* Entries provided
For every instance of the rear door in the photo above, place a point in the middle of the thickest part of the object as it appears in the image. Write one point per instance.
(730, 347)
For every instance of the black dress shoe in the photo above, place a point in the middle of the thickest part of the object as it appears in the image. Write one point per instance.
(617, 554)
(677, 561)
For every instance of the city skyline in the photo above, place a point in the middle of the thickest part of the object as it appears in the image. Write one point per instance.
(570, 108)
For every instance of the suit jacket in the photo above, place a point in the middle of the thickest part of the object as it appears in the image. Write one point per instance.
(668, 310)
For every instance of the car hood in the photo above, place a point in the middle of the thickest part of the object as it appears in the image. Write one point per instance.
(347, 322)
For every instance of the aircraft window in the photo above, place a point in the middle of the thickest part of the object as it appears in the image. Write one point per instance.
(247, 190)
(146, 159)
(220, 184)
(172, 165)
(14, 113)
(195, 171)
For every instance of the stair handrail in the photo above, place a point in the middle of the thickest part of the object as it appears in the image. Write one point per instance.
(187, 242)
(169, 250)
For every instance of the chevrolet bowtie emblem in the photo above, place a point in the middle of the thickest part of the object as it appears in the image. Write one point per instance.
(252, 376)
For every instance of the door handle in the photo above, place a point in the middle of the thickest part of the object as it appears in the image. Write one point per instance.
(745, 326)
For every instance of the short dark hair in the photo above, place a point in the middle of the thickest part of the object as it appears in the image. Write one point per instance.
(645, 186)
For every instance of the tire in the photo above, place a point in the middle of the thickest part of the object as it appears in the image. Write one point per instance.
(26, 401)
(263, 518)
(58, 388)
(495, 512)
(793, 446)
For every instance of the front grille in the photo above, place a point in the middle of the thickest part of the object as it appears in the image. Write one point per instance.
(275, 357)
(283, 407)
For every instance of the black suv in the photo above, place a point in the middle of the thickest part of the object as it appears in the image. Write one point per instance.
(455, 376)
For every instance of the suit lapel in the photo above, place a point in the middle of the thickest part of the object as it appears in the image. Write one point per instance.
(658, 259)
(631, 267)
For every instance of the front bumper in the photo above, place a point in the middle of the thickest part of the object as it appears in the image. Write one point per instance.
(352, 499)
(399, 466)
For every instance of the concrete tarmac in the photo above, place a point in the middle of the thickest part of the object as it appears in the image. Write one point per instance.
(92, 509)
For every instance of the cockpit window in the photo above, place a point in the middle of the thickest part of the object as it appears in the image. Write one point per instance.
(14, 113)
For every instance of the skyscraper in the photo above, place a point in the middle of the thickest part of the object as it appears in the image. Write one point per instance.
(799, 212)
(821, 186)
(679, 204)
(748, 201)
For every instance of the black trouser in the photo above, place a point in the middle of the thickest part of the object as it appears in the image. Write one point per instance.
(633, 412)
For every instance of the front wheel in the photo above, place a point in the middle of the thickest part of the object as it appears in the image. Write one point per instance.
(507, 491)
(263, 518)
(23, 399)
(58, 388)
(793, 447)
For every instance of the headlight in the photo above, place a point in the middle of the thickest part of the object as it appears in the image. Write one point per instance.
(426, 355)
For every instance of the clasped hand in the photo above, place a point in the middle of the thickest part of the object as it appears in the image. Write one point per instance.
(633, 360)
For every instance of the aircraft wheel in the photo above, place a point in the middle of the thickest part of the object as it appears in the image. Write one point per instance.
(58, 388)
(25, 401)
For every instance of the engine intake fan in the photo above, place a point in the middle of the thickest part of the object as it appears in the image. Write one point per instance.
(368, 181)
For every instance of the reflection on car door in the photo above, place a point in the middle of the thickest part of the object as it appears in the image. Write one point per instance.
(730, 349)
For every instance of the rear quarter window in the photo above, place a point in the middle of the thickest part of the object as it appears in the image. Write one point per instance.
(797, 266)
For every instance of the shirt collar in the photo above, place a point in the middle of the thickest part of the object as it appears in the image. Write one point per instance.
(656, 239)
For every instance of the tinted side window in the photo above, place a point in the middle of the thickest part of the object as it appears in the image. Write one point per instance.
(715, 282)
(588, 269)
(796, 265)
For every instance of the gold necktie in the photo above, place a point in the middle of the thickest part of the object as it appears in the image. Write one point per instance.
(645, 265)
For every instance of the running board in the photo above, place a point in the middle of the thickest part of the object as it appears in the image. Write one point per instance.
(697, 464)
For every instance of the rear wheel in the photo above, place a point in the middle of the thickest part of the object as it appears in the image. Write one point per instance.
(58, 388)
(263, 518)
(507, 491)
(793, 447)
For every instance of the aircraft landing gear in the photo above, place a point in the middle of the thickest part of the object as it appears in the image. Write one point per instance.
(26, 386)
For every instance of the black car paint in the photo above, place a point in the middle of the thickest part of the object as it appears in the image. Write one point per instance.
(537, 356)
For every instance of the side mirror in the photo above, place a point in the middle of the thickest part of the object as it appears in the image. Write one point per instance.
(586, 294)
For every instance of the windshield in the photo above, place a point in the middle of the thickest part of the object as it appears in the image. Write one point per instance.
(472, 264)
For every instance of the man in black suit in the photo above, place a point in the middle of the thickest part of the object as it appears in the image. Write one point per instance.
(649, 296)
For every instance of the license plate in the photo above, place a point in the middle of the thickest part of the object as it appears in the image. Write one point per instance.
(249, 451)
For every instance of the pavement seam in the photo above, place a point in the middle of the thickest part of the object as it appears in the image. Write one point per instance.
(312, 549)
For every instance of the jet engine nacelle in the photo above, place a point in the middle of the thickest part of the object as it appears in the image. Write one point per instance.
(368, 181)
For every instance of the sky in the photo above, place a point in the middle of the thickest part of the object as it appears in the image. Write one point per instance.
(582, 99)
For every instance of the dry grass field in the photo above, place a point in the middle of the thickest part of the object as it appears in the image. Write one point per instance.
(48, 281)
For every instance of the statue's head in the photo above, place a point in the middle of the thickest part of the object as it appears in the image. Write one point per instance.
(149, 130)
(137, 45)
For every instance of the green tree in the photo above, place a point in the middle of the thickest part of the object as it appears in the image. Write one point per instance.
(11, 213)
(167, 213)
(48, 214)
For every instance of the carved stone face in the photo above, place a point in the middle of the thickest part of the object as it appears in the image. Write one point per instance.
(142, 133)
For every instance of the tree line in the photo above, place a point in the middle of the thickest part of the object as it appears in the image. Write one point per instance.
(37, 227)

* Task prompt
Please quote the data above in full, with no line missing.

* Result
For every instance of the rear door in the photo above, place a point in the middle of the thickest part of the object as it appears in the image. Write one point per instance.
(730, 347)
For every instance of the black dress shoe in the photo above, place a point in the middle of the thickest part of the object as it appears in the image. Write one point per instance.
(617, 554)
(677, 561)
For every instance of the city skyline in the photo above, place a point in the middle of the thickest part of the object as it appears in the image. Write one point per instance.
(570, 108)
For every instance of the suit jacket in the photo above, place a point in the middle of the thickest part of the object as it appears in the image. Write one point per instance.
(668, 310)
For every instance of the car hood in the photo above, place a point in the middle of the thickest part of the object as it appears in the image. Write one point per instance.
(347, 322)
For every instance of the aircraft window in the photo above, place a point in the middle of the thickest part of the object as it appears in the image. Write one point per instance.
(247, 190)
(146, 159)
(220, 184)
(172, 165)
(14, 113)
(195, 171)
For every instance of the stair handrail in the photo above, place a point in the middle of the thickest part of the object as it appears in the image. Write one point per instance.
(187, 242)
(169, 250)
For every instance of the chevrolet bowtie emblem in the photo above, place a point in the middle of the thickest part of the object as it appears in the image. Write one point per instance.
(252, 376)
For every instance of the door handle in the photo above, place a point in the middle of the thickest part of the object as it appears in the image. Write one point per instance.
(745, 326)
For every instance of the short dark hair in the photo above, place a point in the middle of the thickest part of the object as it appears in the image. Write one point per instance.
(645, 186)
For every instance of the tire in the photo above, place a point in the middle of the thickest part of the object as it appears in the image. Write one point per instance.
(26, 401)
(263, 518)
(58, 388)
(495, 512)
(793, 446)
For every instance of the front grille in the photo above, place a point in the middle of the thickest part of the object as it appears in the image. Write one point per instance.
(275, 357)
(283, 407)
For every instance of the black suv in the photo above, place a point in the middle of the thickest part of the object as it appears in the image. Write one point per instance.
(455, 376)
For every instance of the suit lapel in the photo above, place a point in the middle of the thickest part of the object as it appears in the image. Write one point per instance.
(658, 259)
(631, 267)
For every instance of the front bumper in the photo above, place a point in the middle of the thickest part of the object as it appears in the image. Write one point per instance.
(352, 499)
(399, 466)
For every instance of the concrete tarmac in the photo above, place a point in the middle of the thickest part of the object as it appears in the image. Write one point per instance.
(92, 509)
For every instance of the cockpit window in the photo above, place a point in the middle of the thickest part of the object as it appears in the image. Write one point per instance.
(14, 113)
For every instance of the skyscraper in the photo above, place a point in the middle of the thickest part of the object as it appears in the image. Write one point per instance.
(799, 212)
(821, 186)
(679, 204)
(748, 201)
For every instance of the black trouser in the photo above, place a point in the middle of the thickest part of the object as it appears in the image. Write one point per instance.
(633, 412)
For every instance of the front wheel in the photo above, place a point in the middle of the thickest part of the object as it appears in the image. Write one point per instance.
(507, 491)
(263, 518)
(23, 399)
(58, 388)
(793, 447)
For every instance of the headlight in the photo above, place a point in the middle of the thickest part of the object as it appears in the image. Write one point per instance.
(426, 355)
For every instance of the clasped hand in the photo above, place a point in the middle of the thickest part of the object as it appears in the image. Write one point per instance.
(633, 360)
For every instance of the aircraft wheel in the photo above, place a point in the middle of the thickest part of the object as it appears in the image. Write one point per instance.
(58, 388)
(25, 401)
For every instance of the engine intake fan in the photo above, place a point in the middle of the thickest part of the object as it appears in the image. Write one point per instance.
(368, 181)
For every instance of the reflection on car door in the photo above, place a point in the middle of the thickest part of the object as it appears in the image. Write one point per instance.
(730, 349)
For every instance of the rear quarter window in the photo above, place a point in the middle of the thickest part of the object as it appears in the image. Write one point per instance.
(797, 266)
For every instance of the shirt collar in the photo above, place a point in the middle of the thickest part of the object as it appears in the image. Write one point per instance.
(656, 239)
For every instance of the tinted side window in the photo above, place a point in the middle of the thickest part of the object as it appears in the image. Write one point per instance.
(715, 282)
(588, 269)
(796, 265)
For every instance of the gold necktie in the photo above, place a point in the middle of the thickest part of the object as it appears in the image. Write one point per instance.
(645, 265)
For every instance of the running board in the photo above, place a point in the middle of the thickest part of the object as it appears in the image. Write one point per instance.
(697, 464)
For every instance of the rear wheel in the photo above, place a point in the middle of the thickest part of the object as it appears in the image. Write one point per instance.
(58, 388)
(263, 518)
(507, 491)
(793, 447)
For every instance of the aircraft landing gear in the photo above, place a point in the middle of the thickest part of the object as it appears in the image. Write one point per instance.
(26, 386)
For every instance of the black car paint in the photo above, place a point in the middle of the thickest part of the object as it appears in the image. Write one point per instance.
(537, 356)
For every instance of the side mirror in the photo above, place a point in the middle of the thickest part of the object as it appears in the image. Write one point per instance.
(586, 294)
For every instance of the windshield in the photo above, place a point in the middle of the thickest part of the object as it appears in the image. Write one point per instance.
(472, 264)
For every instance of the man in black suit in the photo above, place a point in the middle of the thickest part of the object as it appears in the image. Write one point per instance.
(649, 296)
For every instance of the license plate in the photo above, place a point in the middle of the thickest part of the object as it appears in the image. Write one point per instance.
(249, 451)
For every instance of the pavement seam in the photo above, place a point in the middle of the thickest part of the object as it appears in the image. Write one point per instance.
(312, 549)
For every instance of the jet engine nacelle in the photo above, place a point in the middle of the thickest part of the object as it appears in the image. Write one point per instance.
(368, 181)
For every instance of the sky in the photo above, place a point in the middle of the thickest part of the object as it appears in the image. Write one point per instance.
(582, 99)
For every instance of the dry grass field in the photo above, place a point in the middle of the thickest part of the object as it appears in the image. Write one point per instance.
(48, 281)
For every instance of the statue's head in the photo above, place a point in the middle of the thickest part of the object as it appears in the image. Write one point per instance.
(149, 130)
(137, 45)
For every instance of the green tree in the photo above, place a point in the middle of the thickest part of the object as it appears in the image. Write one point per instance.
(11, 213)
(167, 213)
(48, 214)
For every instance of the carved stone face in the photo above, place a point in the middle of the thickest part of the object as it appears in the image. Write one point per instance.
(142, 133)
For every instance of the tree line in the photo above, place a point in the middle of the thickest part of the object as it appears in the image. Write one point per instance.
(37, 227)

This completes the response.